GIVEN PASSAGE below:
The Vietnam Briefing, which is released every Monday morning Vietnam time, looks at Vietnam’s political developments of the past week.
- Last week witnessed the daily COVID-19 tally reach an all-time high on Saturday, with 7,968 cases reported. The total number of cases surpassed 100,000 on Sunday, July 25.
- According to data from Johns Hopkins University, only more than 4.5 million doses have been administered, which is equivalent to 4.6 percent of the population, with only 0.39 percent of the population having been fully vaccinated.
- Hanoi, the capital city, started a 15-day social distancing period on Saturday, July 24.
- Ho Chi Minh city started to impose a night curfew from Monday, July 26, prohibiting residents from leaving their homes after 6 PM without a legitimate reason.
Vietnam’s public always speculates that government officials, their relatives, and big corporations have unfair access to vaccines. Last week, two scandals gave them legitimate reasons to believe that.
- A woman announced on her Facebook page that she received a COVID-19 vaccine shot last week with help from her “grandfather.” The hospital that administered the shot explained that her father registered for her. The father happens to be a lecturer at the Academy of Military Medicine who taught one of the doctors administering vaccines. It’s a popular practice in Vietnamese culture for a woman who has children to call her own father “ông ngoại” (maternal grandfather), following the way her children call him.
- The Ho Chi Minh City government “lent” 5,000 COVID-19 vaccine doses to the giant corporation Vingroup, city officials said on Saturday. They explained that this was done due to Vingroup’s large assistance to the government’s pandemic response and that they would do so again for other enterprises for the same purpose.
- The two above-mentioned vaccination scandals angered the public as people questioned the fairness of the government’s vaccine rollout policy. Some public members were enraged at the Vingroup “lending agreement” because they believed the government did not have the authority to lend these vaccines since they were donated to Vietnam under the COVAX program.
Meanwhile, the National Assembly convened to rubber-stamp the Communist Party’s decisions on personnel
The pandemic is usually not a reason for a national legislative body to stop working. But while online meeting procedures have not been introduced yet, the National Assembly convened its first session of the new term on July 20 after the election in May to largely rubber-stamp the Communist Party’s major decisions on personnel.
- The National Assembly always convenes shortly after the general elections to elect state leadership, including its own. On July 20, members elected Vuong Dinh Hue as chairperson of the body and 17 other top positions.
- As expected, the National Assembly Standing Committee has nominated Nguyen Xuan Phuc as state chairman (a.k.a state president).
- On July 26, the National Assembly is expected to elect the state chairperson, the prime minister, the vice state chairperson, the chief justice of the Supreme People’s Court, and the prosecutor general of the Supreme People’s Procuracy. These people are expected to be the same officials who were elected to the same positions in April.
End of GIVEN PASSAGE.
▶ QUESTIONS TO ANSWER:
1. In the Vietnam briefing, on what day did Hanoi begin its 15-day social distancing period?
2. Write out the Vietnam briefing word for word from "- Last week" to "a legitimate reason.".
3. According to the Vietnam briefing, which positions was the National Assembly expected to fill by election on July 26?
Rely only on the Vietnam briefing when working with these rows.
RECORD EXCERPTS below:
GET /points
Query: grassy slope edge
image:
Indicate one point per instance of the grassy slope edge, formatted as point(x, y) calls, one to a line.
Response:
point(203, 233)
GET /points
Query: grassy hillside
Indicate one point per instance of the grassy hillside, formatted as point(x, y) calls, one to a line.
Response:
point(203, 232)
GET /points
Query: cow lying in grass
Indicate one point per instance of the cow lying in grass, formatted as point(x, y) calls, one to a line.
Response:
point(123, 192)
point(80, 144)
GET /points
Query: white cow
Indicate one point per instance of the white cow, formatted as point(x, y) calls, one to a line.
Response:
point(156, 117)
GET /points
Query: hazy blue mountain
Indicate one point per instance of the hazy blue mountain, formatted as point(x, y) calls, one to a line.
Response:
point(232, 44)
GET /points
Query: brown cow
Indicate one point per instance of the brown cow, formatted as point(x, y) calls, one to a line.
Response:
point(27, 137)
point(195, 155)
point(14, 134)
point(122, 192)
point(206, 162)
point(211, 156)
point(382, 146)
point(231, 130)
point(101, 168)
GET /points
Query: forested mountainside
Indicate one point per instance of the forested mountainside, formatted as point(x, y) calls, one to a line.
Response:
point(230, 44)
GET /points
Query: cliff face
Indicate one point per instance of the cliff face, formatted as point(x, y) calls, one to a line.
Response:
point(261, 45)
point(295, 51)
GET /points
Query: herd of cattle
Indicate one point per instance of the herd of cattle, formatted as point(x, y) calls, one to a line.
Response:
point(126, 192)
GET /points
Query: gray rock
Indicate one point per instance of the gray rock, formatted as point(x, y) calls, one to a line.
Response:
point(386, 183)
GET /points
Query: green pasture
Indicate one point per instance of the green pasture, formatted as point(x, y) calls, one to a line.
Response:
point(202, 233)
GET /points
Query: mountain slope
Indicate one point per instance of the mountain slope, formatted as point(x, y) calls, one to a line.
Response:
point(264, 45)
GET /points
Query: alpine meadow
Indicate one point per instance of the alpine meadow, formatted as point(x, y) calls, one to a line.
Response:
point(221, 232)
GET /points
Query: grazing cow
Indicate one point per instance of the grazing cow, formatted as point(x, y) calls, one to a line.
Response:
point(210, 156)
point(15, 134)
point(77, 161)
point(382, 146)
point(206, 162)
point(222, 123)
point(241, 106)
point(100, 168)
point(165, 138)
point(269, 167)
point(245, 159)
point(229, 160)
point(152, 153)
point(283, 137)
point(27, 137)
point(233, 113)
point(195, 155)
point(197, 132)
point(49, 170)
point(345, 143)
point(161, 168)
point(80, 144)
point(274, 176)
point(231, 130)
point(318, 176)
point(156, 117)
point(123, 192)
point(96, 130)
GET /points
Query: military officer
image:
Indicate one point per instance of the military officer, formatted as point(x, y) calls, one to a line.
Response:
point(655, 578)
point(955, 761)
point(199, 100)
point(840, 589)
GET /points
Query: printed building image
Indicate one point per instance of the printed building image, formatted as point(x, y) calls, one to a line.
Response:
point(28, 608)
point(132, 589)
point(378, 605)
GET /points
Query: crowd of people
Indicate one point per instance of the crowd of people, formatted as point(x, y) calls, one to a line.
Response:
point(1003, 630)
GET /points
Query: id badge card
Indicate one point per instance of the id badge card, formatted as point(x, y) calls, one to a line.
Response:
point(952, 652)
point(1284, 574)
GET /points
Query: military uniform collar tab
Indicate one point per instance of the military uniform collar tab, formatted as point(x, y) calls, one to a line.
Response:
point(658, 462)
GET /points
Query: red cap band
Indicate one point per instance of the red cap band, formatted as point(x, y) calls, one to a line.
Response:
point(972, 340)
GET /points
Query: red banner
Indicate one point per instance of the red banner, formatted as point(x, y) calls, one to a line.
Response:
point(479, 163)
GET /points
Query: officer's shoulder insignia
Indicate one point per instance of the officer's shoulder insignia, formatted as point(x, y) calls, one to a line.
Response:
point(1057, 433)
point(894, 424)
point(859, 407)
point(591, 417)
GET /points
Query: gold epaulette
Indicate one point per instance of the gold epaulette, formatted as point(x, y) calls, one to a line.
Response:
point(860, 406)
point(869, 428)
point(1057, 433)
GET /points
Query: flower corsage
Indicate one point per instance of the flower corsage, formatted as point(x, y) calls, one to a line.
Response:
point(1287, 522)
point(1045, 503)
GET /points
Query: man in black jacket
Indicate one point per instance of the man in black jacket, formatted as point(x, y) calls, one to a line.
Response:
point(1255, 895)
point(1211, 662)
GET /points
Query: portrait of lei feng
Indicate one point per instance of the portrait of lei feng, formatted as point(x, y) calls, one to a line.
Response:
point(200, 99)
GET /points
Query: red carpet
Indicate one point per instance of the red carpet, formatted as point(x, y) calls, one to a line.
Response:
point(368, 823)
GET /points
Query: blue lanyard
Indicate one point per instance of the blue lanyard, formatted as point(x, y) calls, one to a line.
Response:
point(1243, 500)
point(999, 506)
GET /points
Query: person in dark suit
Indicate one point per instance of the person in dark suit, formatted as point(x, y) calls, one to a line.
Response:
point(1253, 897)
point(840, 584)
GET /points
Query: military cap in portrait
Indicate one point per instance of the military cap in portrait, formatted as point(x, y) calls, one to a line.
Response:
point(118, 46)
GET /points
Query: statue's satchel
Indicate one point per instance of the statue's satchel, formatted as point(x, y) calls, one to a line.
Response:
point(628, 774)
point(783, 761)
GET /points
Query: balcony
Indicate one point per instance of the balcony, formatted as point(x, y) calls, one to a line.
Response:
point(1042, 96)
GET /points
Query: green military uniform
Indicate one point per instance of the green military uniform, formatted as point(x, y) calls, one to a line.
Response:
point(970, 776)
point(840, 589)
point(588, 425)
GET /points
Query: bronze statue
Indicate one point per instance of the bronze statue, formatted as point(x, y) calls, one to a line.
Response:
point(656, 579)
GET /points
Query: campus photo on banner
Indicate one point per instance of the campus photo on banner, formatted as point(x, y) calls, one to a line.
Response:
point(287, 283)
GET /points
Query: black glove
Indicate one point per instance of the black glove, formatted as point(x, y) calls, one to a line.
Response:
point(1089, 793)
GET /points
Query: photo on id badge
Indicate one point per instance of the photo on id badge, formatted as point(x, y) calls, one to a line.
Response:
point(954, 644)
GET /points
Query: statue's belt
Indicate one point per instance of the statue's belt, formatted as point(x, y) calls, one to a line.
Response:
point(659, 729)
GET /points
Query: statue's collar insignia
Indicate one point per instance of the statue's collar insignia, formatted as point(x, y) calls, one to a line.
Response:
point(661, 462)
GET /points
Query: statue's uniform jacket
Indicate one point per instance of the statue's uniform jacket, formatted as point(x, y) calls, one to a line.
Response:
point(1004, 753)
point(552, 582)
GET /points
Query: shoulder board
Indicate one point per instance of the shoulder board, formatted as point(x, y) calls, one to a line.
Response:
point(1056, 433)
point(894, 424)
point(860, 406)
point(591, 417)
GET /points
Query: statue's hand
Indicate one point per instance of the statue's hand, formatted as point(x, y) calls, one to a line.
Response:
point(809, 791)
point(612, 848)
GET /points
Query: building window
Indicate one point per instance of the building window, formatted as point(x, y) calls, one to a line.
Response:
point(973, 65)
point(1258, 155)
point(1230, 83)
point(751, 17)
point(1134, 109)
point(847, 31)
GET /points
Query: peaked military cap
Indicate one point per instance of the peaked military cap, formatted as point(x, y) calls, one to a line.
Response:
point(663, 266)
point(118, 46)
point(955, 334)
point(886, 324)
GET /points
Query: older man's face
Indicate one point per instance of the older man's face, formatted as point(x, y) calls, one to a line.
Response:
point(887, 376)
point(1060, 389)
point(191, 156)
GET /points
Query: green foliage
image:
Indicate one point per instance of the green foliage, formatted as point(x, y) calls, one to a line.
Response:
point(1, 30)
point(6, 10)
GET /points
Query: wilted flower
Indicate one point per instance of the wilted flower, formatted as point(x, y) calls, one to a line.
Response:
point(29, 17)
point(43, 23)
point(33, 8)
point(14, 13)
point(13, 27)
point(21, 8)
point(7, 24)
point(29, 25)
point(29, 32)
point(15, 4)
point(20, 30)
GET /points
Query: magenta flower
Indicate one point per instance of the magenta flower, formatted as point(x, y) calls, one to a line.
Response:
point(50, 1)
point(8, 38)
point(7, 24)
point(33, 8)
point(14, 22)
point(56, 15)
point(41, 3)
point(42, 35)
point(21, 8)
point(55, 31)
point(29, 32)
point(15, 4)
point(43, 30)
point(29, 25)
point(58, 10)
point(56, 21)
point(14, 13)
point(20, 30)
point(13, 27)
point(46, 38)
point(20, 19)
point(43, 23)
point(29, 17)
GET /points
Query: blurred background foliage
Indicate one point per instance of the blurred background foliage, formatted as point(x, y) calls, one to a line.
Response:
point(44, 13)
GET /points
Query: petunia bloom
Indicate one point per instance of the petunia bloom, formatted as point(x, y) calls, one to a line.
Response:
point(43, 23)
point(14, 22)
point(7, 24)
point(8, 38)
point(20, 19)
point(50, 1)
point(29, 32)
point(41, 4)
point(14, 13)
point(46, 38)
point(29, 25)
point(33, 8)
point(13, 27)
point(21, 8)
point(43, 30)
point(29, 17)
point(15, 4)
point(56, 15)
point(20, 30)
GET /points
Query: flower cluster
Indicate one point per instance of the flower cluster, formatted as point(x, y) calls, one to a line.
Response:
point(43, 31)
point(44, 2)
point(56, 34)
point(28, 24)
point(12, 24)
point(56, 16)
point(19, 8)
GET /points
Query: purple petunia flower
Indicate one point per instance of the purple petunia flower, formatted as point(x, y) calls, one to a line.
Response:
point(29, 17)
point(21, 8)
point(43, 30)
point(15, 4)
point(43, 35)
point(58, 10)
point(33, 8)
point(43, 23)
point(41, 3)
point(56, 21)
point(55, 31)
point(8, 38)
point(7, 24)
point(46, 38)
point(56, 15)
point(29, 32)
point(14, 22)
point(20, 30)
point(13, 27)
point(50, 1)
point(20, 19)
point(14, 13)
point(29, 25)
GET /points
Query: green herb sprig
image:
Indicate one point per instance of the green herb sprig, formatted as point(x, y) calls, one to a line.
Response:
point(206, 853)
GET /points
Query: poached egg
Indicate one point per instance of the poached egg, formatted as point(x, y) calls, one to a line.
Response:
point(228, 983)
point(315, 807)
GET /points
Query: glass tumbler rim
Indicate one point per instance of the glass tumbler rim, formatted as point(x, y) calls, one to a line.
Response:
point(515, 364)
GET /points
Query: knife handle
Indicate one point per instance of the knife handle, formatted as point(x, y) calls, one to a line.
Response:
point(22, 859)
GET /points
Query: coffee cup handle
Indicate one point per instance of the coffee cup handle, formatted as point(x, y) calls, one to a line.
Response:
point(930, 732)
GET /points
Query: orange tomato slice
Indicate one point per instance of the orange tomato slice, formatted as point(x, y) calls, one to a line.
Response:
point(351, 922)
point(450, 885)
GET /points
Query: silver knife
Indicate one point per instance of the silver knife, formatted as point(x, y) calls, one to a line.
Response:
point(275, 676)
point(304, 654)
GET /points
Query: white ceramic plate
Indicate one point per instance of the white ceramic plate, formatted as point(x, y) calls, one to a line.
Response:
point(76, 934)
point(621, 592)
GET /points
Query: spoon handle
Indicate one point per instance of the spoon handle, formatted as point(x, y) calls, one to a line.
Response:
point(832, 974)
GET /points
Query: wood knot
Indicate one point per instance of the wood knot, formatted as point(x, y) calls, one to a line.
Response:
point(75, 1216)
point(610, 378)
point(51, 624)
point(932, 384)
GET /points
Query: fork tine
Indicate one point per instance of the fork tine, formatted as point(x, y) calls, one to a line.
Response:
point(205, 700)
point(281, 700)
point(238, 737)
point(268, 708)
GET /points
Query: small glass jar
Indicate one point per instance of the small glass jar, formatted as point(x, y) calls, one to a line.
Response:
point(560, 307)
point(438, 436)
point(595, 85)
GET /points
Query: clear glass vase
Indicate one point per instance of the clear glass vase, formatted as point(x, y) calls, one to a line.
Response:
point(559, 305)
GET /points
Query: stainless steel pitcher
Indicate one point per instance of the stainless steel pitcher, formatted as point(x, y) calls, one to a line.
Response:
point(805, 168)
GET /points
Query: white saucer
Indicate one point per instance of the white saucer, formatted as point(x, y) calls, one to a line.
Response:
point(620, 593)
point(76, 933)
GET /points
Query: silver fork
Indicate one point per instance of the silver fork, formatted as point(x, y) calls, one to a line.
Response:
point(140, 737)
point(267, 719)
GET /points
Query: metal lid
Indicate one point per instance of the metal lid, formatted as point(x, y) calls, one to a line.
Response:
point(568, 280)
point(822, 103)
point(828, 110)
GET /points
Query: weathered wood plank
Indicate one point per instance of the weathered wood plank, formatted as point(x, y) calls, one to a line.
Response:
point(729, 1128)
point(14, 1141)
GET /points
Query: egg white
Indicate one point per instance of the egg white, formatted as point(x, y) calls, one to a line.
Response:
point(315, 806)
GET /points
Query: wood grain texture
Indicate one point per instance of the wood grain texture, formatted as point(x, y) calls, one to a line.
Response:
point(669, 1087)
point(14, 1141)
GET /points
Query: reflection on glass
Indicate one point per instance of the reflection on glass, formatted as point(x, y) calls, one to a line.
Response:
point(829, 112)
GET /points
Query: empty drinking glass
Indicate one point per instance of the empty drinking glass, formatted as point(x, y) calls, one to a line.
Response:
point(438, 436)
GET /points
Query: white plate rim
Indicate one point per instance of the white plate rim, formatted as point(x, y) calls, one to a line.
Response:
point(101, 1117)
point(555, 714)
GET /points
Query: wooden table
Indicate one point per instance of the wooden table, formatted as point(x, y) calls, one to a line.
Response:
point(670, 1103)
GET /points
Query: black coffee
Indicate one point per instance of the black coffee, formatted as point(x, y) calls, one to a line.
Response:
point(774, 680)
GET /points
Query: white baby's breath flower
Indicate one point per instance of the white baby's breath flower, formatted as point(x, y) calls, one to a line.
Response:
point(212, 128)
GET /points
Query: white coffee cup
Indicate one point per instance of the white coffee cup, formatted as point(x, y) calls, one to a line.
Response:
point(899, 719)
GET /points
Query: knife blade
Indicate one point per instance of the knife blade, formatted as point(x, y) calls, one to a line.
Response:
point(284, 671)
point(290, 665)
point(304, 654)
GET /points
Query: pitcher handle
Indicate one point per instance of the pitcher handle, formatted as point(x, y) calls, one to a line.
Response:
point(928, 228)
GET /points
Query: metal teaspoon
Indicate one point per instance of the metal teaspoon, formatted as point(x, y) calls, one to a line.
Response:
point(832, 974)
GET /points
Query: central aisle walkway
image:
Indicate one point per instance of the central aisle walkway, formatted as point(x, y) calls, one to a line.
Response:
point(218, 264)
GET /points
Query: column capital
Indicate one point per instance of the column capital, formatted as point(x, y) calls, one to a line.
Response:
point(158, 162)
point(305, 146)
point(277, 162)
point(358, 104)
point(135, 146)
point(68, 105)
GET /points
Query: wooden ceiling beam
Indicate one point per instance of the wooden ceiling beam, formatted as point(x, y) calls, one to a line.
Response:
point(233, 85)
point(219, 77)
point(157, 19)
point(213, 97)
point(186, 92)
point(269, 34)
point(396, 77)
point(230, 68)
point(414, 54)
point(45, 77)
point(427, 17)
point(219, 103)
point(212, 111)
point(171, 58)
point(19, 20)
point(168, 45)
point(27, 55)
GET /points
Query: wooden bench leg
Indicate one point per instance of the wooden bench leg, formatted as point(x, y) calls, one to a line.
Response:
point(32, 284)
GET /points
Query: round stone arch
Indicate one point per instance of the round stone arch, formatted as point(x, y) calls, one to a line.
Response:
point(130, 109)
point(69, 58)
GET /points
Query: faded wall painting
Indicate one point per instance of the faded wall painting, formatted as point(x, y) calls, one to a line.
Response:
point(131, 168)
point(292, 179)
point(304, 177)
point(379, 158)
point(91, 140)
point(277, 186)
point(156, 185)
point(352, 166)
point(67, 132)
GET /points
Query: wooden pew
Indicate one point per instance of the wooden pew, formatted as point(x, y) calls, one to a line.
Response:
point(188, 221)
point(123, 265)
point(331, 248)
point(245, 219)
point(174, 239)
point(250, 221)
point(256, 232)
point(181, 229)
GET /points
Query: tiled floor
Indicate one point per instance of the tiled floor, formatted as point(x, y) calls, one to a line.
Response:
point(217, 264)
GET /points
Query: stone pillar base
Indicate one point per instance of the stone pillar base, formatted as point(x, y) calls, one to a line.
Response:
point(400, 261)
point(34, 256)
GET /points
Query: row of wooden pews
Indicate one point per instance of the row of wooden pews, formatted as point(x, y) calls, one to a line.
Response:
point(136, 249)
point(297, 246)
End of RECORD EXCERPTS.
▶ ANSWER SET:
1. Saturday, July 24.

2.
- Last week witnessed the daily COVID-19 tally reach an all-time high on Saturday, with 7,968 cases reported. The total number of cases surpassed 100,000 on Sunday, July 25.
- According to data from Johns Hopkins University, only more than 4.5 million doses have been administered, which is equivalent to 4.6 percent of the population, with only 0.39 percent of the population having been fully vaccinated.
- Hanoi, the capital city, started a 15-day social distancing period on Saturday, July 24.
- Ho Chi Minh city started to impose a night curfew from Monday, July 26, prohibiting residents from leaving their homes after 6 PM without a legitimate reason.

3.
- State chairperson
- Prime minister
- Vice state chairperson
- Chief justice of the Supreme People's Court
- Prosecutor general of the Supreme People's Procuracy